## RAW RECORDS

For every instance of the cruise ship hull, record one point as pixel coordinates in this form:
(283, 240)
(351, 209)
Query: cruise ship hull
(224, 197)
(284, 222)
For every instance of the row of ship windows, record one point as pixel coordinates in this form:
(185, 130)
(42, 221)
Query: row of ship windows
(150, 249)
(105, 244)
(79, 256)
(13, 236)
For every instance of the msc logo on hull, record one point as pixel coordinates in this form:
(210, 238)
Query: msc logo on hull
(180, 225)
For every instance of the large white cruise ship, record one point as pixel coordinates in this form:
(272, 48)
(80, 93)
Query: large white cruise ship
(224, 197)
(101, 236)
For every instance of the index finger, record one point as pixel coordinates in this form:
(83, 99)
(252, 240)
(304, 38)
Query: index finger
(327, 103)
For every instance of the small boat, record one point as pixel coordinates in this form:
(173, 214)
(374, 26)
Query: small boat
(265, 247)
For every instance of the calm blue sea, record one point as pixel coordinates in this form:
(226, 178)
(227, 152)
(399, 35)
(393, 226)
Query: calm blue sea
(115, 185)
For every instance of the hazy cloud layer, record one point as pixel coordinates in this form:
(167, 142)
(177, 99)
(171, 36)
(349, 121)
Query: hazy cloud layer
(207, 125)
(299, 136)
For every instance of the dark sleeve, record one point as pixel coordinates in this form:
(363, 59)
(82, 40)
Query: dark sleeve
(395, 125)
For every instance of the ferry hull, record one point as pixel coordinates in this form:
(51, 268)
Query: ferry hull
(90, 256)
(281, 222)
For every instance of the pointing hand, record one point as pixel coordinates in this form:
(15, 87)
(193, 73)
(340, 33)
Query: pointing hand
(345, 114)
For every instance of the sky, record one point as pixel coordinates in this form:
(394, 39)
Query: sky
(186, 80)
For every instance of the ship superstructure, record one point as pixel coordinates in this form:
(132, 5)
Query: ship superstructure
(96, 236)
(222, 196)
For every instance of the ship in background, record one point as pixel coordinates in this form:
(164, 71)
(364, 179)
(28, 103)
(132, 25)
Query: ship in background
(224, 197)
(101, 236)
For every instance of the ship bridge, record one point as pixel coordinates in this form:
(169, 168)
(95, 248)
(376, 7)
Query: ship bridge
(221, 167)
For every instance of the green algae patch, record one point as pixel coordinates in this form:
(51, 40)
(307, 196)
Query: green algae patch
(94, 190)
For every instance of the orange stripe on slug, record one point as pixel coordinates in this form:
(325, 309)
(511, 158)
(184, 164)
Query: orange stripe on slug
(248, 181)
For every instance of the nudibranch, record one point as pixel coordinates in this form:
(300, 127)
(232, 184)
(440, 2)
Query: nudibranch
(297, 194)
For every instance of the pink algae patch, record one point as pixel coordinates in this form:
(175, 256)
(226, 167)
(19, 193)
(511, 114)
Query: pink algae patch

## DIRECTION
Return all of the material above verbatim, reproducing every line without any alteration.

## THE OUTPUT
For every instance of the cruise ship hull, record one point as pixel coordinates in this form:
(283, 240)
(351, 209)
Query: cruise ship hull
(224, 197)
(284, 222)
For every instance of the row of ship windows, record one point as pixel coordinates in this form:
(185, 130)
(42, 221)
Query: row of ship windows
(150, 249)
(105, 244)
(79, 256)
(13, 236)
For every instance of the msc logo on hull, record one point as pixel coordinates in this form:
(210, 238)
Query: msc logo on hull
(180, 225)
For every instance of the large white cruise ship, record one point as pixel coordinates in this form:
(272, 48)
(80, 93)
Query: large white cruise ship
(224, 197)
(101, 236)
For every instance of the index finger, record one point as pixel coordinates in this form:
(83, 99)
(252, 240)
(304, 38)
Query: index finger
(327, 103)
For every instance of the small boat, record one point as pixel coordinates in this form:
(173, 214)
(374, 26)
Query: small boat
(265, 247)
For every instance of the calm blue sea, record one point as pixel coordinates in this form:
(226, 178)
(227, 152)
(399, 35)
(393, 226)
Query: calm blue sea
(115, 185)
For every instance of the hazy cloud layer, record one point as pixel coordinates in this form:
(167, 142)
(177, 99)
(171, 36)
(349, 121)
Query: hazy cloud layer
(207, 125)
(299, 136)
For every instance of the dark sleeve, record one point as pixel coordinates in this form:
(363, 59)
(82, 40)
Query: dark sleeve
(395, 125)
For every instance of the ferry hull, record one point as pixel coordinates in this form:
(51, 268)
Query: ferry hull
(90, 256)
(281, 222)
For every instance of the pointing hand, record one point as pixel coordinates in this form:
(15, 87)
(193, 73)
(340, 33)
Query: pointing hand
(345, 114)
For every instance of the sky, record one point as pixel coordinates in this form:
(394, 39)
Query: sky
(186, 80)
For every instance of the ship superstructure, record one point as pixel coordinates in this form:
(132, 5)
Query: ship superstructure
(96, 236)
(222, 196)
For every instance of the ship in background, record one point as pixel coordinates in this form:
(164, 71)
(364, 179)
(28, 103)
(132, 25)
Query: ship in background
(224, 197)
(101, 236)
For every instance of the ship bridge, record one point as pixel coordinates in this form:
(169, 168)
(95, 248)
(376, 7)
Query: ship bridge
(221, 167)
For every instance of the green algae patch, record one point as pixel coordinates in this form:
(51, 40)
(307, 196)
Query: green algae patch
(94, 190)
For every instance of the orange stripe on slug, record one point as pixel coordinates in this form:
(325, 309)
(511, 158)
(184, 164)
Query: orange stripe on slug
(248, 181)
For every instance of the nudibranch, record one point as pixel coordinates in this form:
(300, 127)
(232, 184)
(440, 2)
Query: nudibranch
(297, 194)
For every instance of the pink algae patch, record one point as pixel coordinates in this form:
(175, 256)
(226, 167)
(19, 193)
(511, 114)
Query: pink algae patch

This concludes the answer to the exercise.